■ **Aim of the task**
Reproduce the material below verbatim, keeping every line and its order, but omit the pictures.
>> begin
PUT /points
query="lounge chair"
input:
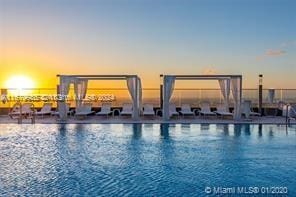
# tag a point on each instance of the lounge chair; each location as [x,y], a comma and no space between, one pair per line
[127,110]
[223,111]
[45,110]
[246,109]
[148,110]
[205,109]
[105,110]
[172,110]
[84,110]
[25,110]
[186,110]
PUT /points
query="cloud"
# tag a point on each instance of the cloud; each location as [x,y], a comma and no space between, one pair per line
[271,53]
[209,71]
[274,53]
[288,44]
[280,51]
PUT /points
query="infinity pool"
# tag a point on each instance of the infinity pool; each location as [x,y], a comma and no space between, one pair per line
[144,159]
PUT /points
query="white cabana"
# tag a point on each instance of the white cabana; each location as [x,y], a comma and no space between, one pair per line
[226,82]
[80,88]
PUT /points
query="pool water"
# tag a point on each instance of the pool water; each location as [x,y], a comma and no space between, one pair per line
[144,159]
>> end
■ **Output for this exercise**
PUT /points
query="lounge chair"
input:
# tag a point on each instance of the lounge chair; each location as [x,y], a comma and no space between, one pair per line
[127,110]
[223,111]
[45,110]
[246,109]
[148,110]
[205,109]
[105,110]
[172,110]
[84,110]
[25,110]
[186,110]
PUT /points
query="cloud"
# tag a point on each instance of the cloud; each location as [x,y], a comma and no space between, one pair per line
[271,53]
[209,71]
[274,53]
[288,44]
[280,51]
PUT /points
query="infinity pool"
# tag a point on each instance of the infinity pool; each location as [x,y], a comma and no space between, one pair per line
[144,159]
PUT /points
query="white cabana"
# tag a point on each instance of the white cabana; each location as [x,y], a comma and no space between, one pair per line
[226,82]
[80,88]
PUT /points
query="pool water"
# tag a point on each instance of the pool water; each location as [x,y], a comma and no space between, one pair per line
[144,159]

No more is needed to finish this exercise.